Testo di partenza:
━━━━━━━━━━━━━━━━
Il Campionato dei Grandi
Come mettere a confronto 16 bottiglie di Bordeaux Premier Cru di diverse etichette e di diverse annate, per decretarne la migliore? Ho scelto una formula che mi è parsa divertente, quella del Campionato del mondo di calcio usata anche in Champions League: quattro gironi all’italiana di singole verticali su 4 annate della stessa etichetta e poi la fase ad eliminazione diretta con le prime due in finale. E un ultimo tocco, per rendere il tutto davvero speciale, un divertente confronto del vincitore con un outsider in blind tasting.
I quattro gironi
Appuntamento dall’amico Alessandro Pipero presso il suo ristorante stellato di Roma. Otto partecipanti: oltre a Paolo Lauciani (FIS Roma) a fare da anfitrione, i grandi amici Orazio, Mario, Gianluca, Giorgio, Barbara e Agnese.
L’emozione di stappare queste sedici icone di Bordeaux uscite dalla mia cantina privata era immensa. Per non sbagliare, al cavatappi l’abilissimo Roberto Zitelli che con maestria unica ha salvato un paio di bottiglie dai loro tappi segnati dall’età. Tutte le bottiglie erano perfette.
La fase finale
I primi due dei quattro gironi.
━━━━━━━━━━━━━━━━
Consegna A:
Indica quante righe contengono la parola "wheel". Scrivi solo il numero.
Il testo e le righe provengono da fonti diverse.
━━━━━━━━━━━━━━━━
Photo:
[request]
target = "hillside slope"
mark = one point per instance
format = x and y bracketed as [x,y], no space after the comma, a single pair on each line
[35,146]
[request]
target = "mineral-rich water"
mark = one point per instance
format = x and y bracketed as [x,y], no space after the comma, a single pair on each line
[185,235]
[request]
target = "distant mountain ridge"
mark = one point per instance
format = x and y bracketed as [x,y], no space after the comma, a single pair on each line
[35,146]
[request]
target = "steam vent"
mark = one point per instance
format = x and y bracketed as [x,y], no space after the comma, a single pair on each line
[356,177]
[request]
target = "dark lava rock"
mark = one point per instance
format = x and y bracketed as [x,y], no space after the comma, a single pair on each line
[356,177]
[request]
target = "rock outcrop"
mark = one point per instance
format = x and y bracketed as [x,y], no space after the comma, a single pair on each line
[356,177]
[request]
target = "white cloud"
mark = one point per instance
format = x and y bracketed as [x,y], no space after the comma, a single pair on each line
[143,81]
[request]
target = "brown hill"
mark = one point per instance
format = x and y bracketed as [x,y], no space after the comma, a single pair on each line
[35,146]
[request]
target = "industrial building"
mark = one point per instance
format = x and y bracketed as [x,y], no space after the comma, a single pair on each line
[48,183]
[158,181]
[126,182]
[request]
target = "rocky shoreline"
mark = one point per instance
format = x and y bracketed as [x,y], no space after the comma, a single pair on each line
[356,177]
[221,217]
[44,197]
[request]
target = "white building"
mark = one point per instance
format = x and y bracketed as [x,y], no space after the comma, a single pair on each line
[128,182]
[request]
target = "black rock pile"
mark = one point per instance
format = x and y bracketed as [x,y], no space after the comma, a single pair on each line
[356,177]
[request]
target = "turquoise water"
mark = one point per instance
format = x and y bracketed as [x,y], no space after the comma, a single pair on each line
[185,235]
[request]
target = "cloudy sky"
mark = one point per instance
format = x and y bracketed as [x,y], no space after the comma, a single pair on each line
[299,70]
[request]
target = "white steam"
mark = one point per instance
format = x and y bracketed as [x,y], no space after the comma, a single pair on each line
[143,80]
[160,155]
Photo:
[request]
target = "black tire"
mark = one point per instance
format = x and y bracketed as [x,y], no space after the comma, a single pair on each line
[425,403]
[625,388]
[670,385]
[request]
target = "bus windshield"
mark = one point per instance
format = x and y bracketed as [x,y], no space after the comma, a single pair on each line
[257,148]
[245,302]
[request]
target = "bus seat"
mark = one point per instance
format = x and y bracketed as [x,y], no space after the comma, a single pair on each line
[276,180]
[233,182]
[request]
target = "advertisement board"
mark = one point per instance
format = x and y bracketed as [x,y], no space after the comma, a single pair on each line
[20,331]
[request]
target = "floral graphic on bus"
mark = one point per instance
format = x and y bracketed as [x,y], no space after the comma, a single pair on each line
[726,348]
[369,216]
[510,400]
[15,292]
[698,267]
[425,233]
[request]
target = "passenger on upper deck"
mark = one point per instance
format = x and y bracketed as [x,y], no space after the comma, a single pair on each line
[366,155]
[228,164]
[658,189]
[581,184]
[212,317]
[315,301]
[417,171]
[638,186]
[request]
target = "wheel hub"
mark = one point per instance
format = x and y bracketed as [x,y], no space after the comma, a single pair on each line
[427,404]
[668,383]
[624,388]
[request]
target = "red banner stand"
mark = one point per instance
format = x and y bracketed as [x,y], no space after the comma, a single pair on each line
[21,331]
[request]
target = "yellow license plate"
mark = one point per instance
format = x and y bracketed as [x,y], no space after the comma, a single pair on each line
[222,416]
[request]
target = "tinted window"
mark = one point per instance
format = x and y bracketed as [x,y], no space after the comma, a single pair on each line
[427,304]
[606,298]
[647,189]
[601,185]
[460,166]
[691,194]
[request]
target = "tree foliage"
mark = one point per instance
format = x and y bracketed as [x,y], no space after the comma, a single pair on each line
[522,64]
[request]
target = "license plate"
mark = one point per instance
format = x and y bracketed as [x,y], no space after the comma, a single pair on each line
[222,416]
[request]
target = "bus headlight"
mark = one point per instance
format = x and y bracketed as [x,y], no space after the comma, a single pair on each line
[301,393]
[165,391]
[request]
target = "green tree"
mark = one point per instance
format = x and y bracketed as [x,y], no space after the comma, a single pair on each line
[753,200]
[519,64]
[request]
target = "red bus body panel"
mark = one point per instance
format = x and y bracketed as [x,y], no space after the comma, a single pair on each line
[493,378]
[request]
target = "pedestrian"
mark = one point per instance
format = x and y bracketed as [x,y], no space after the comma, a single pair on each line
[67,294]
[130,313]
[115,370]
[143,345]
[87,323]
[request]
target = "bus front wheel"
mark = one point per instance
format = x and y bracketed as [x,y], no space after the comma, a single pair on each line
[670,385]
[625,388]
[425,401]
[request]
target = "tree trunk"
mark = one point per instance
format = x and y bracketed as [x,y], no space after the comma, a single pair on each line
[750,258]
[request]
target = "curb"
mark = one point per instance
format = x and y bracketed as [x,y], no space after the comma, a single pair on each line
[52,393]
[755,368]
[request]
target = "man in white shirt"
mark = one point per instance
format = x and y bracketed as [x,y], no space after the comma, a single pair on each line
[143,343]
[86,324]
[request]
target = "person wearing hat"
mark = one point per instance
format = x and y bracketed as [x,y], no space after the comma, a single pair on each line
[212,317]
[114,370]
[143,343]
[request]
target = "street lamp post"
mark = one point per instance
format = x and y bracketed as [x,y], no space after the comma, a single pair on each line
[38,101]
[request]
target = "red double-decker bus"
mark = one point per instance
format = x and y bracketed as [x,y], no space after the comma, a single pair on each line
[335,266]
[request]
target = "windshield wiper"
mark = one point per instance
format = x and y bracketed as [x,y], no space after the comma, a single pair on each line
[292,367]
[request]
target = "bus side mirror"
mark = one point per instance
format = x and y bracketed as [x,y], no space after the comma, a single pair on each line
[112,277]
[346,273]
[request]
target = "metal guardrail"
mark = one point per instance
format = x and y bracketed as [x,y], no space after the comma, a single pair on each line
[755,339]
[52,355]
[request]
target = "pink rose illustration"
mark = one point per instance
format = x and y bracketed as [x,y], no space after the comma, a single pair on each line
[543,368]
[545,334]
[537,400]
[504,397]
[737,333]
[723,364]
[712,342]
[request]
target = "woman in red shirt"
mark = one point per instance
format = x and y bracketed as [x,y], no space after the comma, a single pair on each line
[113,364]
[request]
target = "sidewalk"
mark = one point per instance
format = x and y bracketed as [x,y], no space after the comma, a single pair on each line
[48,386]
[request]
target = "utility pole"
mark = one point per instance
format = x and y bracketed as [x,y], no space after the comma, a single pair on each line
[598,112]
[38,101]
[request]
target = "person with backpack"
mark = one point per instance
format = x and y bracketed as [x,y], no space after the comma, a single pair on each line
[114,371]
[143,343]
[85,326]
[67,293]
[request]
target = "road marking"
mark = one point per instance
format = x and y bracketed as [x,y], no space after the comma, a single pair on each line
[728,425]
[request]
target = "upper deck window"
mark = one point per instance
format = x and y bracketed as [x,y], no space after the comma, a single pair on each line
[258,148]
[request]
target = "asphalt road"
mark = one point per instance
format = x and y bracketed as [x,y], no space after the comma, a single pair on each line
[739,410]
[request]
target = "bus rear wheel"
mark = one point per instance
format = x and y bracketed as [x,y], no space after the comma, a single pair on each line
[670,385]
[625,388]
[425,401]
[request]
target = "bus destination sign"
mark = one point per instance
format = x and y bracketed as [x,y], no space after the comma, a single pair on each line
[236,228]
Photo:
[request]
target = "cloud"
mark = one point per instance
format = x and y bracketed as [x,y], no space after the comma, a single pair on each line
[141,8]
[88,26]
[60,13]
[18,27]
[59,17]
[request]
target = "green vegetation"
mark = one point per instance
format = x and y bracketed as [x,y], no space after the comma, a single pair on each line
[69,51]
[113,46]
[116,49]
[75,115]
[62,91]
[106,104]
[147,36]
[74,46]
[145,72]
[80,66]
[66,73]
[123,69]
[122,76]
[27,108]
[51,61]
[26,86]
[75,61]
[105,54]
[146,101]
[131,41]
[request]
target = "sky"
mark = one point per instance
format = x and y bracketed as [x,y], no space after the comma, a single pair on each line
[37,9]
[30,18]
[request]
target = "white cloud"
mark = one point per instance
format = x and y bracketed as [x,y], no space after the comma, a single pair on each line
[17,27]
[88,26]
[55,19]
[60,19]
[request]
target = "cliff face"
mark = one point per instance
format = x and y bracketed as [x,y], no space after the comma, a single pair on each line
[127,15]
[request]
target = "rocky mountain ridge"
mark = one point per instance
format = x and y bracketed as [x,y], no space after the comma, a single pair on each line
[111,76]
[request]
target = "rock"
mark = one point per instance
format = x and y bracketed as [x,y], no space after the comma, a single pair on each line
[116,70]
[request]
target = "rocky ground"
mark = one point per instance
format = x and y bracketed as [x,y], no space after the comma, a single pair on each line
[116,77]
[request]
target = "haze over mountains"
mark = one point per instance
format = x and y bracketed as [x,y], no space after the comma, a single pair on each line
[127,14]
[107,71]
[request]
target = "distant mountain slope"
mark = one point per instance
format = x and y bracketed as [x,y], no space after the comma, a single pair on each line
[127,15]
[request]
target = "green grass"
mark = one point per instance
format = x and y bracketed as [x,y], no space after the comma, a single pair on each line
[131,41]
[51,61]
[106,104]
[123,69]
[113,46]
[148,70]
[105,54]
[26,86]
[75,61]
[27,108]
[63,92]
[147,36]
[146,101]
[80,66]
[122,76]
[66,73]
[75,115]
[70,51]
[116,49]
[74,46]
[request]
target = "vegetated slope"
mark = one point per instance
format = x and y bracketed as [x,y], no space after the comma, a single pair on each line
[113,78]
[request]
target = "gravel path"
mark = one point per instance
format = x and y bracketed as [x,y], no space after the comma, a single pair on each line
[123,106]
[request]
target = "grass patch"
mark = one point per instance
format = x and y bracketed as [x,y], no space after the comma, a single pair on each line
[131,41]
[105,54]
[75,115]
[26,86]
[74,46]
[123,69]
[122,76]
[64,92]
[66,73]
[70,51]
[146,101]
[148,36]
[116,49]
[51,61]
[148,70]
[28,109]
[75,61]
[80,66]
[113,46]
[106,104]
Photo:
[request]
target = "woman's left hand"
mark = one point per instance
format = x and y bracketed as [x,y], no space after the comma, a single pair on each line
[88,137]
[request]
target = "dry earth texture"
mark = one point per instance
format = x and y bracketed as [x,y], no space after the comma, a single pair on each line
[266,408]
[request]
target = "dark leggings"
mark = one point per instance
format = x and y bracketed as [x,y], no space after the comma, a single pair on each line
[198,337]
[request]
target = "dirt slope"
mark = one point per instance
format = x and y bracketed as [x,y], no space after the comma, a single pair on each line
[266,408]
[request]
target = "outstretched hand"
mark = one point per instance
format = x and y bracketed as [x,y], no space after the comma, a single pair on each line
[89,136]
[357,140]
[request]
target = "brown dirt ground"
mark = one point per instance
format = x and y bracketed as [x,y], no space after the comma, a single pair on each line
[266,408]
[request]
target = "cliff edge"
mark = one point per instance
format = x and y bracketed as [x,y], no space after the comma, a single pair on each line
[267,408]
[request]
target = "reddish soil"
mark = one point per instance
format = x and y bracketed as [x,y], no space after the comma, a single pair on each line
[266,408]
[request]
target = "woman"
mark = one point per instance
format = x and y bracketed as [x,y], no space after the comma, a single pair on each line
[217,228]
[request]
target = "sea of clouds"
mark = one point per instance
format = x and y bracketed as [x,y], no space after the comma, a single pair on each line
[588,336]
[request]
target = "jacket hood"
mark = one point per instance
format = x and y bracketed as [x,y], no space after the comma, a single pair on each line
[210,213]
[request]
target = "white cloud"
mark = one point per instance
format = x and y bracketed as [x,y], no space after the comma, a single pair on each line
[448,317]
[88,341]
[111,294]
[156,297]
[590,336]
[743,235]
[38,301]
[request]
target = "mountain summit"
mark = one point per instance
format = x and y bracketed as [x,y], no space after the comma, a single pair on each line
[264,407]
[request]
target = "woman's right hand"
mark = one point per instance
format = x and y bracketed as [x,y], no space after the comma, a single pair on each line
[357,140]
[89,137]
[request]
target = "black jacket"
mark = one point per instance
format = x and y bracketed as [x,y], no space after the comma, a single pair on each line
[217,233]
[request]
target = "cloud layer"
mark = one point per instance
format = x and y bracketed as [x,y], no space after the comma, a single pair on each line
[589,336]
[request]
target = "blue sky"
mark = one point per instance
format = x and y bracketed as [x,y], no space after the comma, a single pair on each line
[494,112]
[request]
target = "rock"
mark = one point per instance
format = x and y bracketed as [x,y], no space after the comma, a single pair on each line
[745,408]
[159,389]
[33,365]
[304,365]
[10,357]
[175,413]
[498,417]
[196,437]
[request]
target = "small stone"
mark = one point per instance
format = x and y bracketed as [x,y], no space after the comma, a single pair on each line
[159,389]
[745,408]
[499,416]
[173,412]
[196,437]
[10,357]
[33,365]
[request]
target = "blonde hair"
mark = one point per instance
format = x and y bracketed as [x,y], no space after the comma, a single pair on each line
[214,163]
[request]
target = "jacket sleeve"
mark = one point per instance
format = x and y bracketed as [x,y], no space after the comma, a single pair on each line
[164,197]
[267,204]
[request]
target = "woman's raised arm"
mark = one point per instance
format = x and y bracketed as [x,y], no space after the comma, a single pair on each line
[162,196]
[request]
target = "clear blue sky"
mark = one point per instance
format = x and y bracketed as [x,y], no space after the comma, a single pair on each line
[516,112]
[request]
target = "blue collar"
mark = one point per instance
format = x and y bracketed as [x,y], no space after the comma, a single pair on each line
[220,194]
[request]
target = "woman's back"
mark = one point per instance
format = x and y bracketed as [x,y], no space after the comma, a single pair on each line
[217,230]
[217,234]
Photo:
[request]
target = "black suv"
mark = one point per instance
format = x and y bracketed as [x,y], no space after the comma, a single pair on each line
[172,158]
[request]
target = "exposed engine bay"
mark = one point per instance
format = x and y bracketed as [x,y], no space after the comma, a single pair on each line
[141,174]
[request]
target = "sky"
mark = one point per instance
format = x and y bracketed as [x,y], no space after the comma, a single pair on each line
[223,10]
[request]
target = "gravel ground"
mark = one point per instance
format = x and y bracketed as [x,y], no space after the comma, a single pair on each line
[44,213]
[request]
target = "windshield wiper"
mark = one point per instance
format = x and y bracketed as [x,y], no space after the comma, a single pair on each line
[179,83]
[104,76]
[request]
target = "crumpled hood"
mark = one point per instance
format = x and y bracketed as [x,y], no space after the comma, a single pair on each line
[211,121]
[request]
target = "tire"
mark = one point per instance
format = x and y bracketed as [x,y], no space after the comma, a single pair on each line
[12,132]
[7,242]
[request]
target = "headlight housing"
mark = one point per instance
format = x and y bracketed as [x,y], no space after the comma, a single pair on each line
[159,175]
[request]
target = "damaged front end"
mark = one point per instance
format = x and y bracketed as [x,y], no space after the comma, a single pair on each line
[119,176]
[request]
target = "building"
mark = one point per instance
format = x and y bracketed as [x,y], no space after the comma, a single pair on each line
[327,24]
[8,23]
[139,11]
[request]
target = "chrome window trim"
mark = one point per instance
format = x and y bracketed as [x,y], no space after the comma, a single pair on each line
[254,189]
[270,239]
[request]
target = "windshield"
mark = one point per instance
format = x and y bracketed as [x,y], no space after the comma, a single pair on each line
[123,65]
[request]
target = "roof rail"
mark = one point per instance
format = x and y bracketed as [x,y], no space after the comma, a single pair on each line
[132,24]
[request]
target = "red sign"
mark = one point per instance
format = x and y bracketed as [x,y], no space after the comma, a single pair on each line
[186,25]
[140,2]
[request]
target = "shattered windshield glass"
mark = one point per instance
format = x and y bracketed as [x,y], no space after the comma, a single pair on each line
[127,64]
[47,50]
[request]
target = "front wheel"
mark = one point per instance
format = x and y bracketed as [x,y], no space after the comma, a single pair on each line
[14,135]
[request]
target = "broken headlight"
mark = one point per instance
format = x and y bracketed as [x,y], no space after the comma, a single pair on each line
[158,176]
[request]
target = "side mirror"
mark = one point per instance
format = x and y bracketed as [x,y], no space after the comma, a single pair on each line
━━━━━━━━━━━━━━━━
Consegna B:
Riprendi il testo sulla degustazione dei Bordeaux Premier Cru e continualo dopo l'ultima frase.

Risposta corretta A:
4

Risposta corretta B:
- Chateau Latour: un’ inattesa potenza ed eleganza dal 2003 e un 1966 mai tramontato.
- Chateau Lafite: le annate 1996 e 2003 che pur non avendo superato i quarti di finale, a giudizio unanime dei partecipanti, avrebbero potuto reggere in modo regale una serata dedicata.
- Chateau Mouton: il sempre eccellente 1982 e uno spettacolare 1959
- Chateau Haut-Brion (l’unico non Pauillac): un sorprendente ma atteso 2005 e il già blasonato 2009, penalizzati dalla giovane età, nonostante l’elevata valutazione (voto 95 entrambi) non superano i quarti di finale. Basterebbe aspettare qualche anno e il risultato potrebbe cambiare.
Il meraviglioso Latour 1966 (voto 97) – vino maschio, con le sue note di tabacco e grafite – così come il grandioso Mouton 1959 (voto 96) – vino integro e perfino austero con note affumicate e di mentolo – non passano le rispettive semifinali. La finale al cardiopalma regala un testa a testa fra i due colossi rimasti a contendersi il titolo: il Latour 2003 – che ha sorpreso tutti per quell’annata mai valorizzata abbastanza e foriera di piacevoli note di tartufo ed anice stellato (voto 98) – e il capolavoro di Pauillac nell’annata 1982 con un Mouton da leggenda (voto 99). Un vino, quest’ultimo, ancora giovane, ricco di tabacco e rabarbaro e, per usare l’espressione molto azzeccata di Paolo Lauciani, “gravido” di cassis, con una potenza incisiva, un finale lunghissimo e un intrigante retrogusto di menta, tabacco e liquirizia.
Tra un campione e l’altro, qualche pausa con calici freschi a base di uno strepitoso Dom Perignon Oenotheque 1995, perfetto esempio di equilibrio degli opposti, e di uno Chassagne-Montrachet di Ramonet 2014 floreale, balsamico, minerale, intenso e teso come una corda di violino.
La sorpresa (anzi, le sorprese)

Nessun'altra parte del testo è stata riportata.